▸ **Excerpted passage**
LFD Book Forum  

Go Back   LFD Book Forum > Course Discussions > Online LFD course > Homework 8

Reply
 
Thread Tools Display Modes
  #1  
Old 11-28-2012, 10:43 AM
ketchers ketchers is offline
Junior Member
 
Join Date: Oct 2012
Posts: 5
Default Sampling and averaging for training/validation?

This is a fairly open ended question so Pointers to literature on this would be great.

Directly attacking Hw8 1 - 3 with Matlab ground my computer to a halt however it is easy to sample the data and then average the models (although exactly what to call the support vectors in this case is unclear). I'm writing this before comparing my results with what libsvm would give so perhaps it is premature.

My questions is:

How does this (training/validating on samples and averaging) affect the underlying math, generalization, Ein, Eout, etc. For example one might train on randomly selected "mini batches" and average the outcomes. One might randomly select validation sets rather than partitioning the data and iterate training on a random training set while validating on a random validation set, etc. Would such a technique work? If so should sampling use replacement or does it matter? How is the math affected, i.e., error, tradeoffs(bias/variance, VC dim, etc), overfitting, etc.

If you were doing this for svms, would you take all svs in your samples for the set of svs, or would you rerun using the svs found along the way as your traing data and then take the svs that were svs for that run?


I assume this has been well thought out since it must occur that data sets are sometimes too large to analyze at once - certainly on generic computers anyway.
Reply With Quote
  #2  
Old 11-28-2012, 02:39 PM
htlin's Avatar
htlin htlin is offline
NTU
 
Join Date: Aug 2009
Location: Taipei, Taiwan
Posts: 601
Default Re: Sampling and averaging for training/validation?

▸ **Exercise**
Answer these questions using the forum thread on sampling and averaging.
(a) Which software did ketchers use when directly attacking Hw8 1 - 3?
(b) What location is listed for htlin?
(c) How many posts does ketchers have?

▸ **Extracted data**
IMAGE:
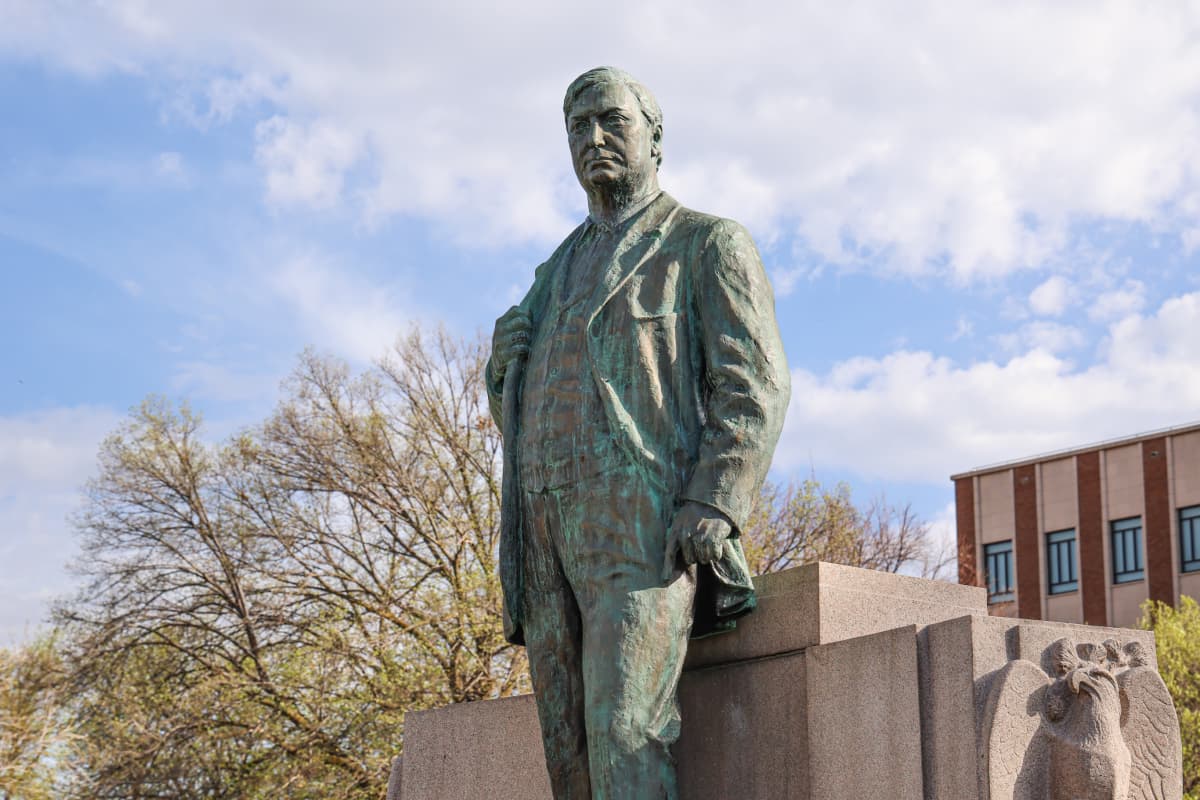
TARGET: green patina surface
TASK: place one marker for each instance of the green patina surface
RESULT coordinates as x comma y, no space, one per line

==

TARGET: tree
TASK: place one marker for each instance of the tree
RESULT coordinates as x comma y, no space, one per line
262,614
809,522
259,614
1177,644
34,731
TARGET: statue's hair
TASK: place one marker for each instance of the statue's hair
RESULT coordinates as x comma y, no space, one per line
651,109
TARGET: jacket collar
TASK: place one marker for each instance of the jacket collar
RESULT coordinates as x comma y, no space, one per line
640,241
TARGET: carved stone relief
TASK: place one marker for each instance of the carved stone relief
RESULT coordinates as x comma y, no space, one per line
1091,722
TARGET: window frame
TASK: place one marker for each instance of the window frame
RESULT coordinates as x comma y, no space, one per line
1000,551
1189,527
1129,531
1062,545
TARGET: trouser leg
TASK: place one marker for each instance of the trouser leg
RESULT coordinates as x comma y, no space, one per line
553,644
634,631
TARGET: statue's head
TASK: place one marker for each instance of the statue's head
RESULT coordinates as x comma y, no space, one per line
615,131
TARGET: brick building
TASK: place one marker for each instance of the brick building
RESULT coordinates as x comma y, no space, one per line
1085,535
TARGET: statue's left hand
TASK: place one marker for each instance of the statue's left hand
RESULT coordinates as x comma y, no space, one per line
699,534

...

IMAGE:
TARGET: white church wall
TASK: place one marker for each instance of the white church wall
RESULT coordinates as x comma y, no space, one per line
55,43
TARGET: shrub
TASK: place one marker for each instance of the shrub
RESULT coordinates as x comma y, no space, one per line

▸ **Answer below**
(a) Matlab
(b) Taipei, Taiwan
(c) 5